Data supplied =
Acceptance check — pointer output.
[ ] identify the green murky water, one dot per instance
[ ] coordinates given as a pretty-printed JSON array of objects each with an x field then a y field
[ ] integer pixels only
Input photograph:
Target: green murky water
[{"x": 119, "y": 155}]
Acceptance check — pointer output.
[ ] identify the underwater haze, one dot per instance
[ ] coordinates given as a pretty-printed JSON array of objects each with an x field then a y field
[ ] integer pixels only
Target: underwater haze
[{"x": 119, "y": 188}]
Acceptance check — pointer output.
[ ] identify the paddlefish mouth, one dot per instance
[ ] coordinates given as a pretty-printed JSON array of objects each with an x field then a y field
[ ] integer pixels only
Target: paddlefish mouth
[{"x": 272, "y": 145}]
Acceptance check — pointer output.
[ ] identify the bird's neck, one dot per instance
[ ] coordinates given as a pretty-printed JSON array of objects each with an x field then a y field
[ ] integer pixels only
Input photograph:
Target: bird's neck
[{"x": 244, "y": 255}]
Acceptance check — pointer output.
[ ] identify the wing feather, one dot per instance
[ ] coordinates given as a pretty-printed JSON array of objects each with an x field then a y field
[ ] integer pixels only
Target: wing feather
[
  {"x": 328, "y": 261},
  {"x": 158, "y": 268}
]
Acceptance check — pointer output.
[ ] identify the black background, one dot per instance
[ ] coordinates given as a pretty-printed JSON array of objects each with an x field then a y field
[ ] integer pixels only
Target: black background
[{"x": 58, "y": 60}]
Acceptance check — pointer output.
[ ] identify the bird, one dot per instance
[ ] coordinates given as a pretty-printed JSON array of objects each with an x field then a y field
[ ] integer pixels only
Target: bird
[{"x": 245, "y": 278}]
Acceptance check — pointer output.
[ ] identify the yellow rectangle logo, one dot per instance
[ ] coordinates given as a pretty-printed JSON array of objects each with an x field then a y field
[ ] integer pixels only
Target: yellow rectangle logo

Task objective = Repeat the lines above exactly.

Result for this exercise =
Acceptance check — pointer output.
[ ] identify the green murky water, one dot per instance
[ ] coordinates given as a pretty-printed JSON array of objects each with an x field then a y field
[ ] integer pixels only
Input photograph:
Target: green murky water
[{"x": 119, "y": 155}]
Acceptance check — pointer output.
[ ] identify the underwater haze, one dot per instance
[ ] coordinates given as a pretty-printed JSON array of objects each with an x field then a y field
[ ] integer pixels only
Target: underwater haze
[{"x": 119, "y": 188}]
Acceptance check — pointer output.
[ ] identify the paddlefish mouth, one dot per instance
[ ] coordinates given as a pretty-printed JSON array of objects each with an x field then a y field
[ ] integer pixels only
Target: paddlefish mouth
[{"x": 272, "y": 145}]
Acceptance check — pointer output.
[ ] identify the bird's neck, one dot per instance
[ ] coordinates given as a pretty-printed JSON array of objects each with an x field then a y field
[ ] integer pixels only
Input photograph:
Target: bird's neck
[{"x": 244, "y": 255}]
Acceptance check — pointer output.
[ ] identify the wing feather, one dot per instance
[ ] coordinates given as a pretty-printed JSON array of objects each with an x field then a y field
[ ] integer pixels only
Target: wing feather
[
  {"x": 328, "y": 261},
  {"x": 158, "y": 268}
]
Acceptance check — pointer output.
[ ] identify the black background, one dot per instance
[ ] coordinates given as a pretty-printed JSON array of objects each with an x field then a y field
[ ] integer pixels only
Target: black background
[{"x": 58, "y": 60}]
Acceptance check — pointer output.
[ ] identify the bird, one dot per instance
[ ] coordinates given as a pretty-printed JSON array of objects each with an x field then a y field
[ ] integer pixels only
Target: bird
[{"x": 245, "y": 278}]
Acceptance check — pointer output.
[ ] identify the yellow rectangle logo, one dot per instance
[ ] coordinates given as a pretty-printed JSON array of objects each with an x field then a y field
[ ] integer pixels only
Target: yellow rectangle logo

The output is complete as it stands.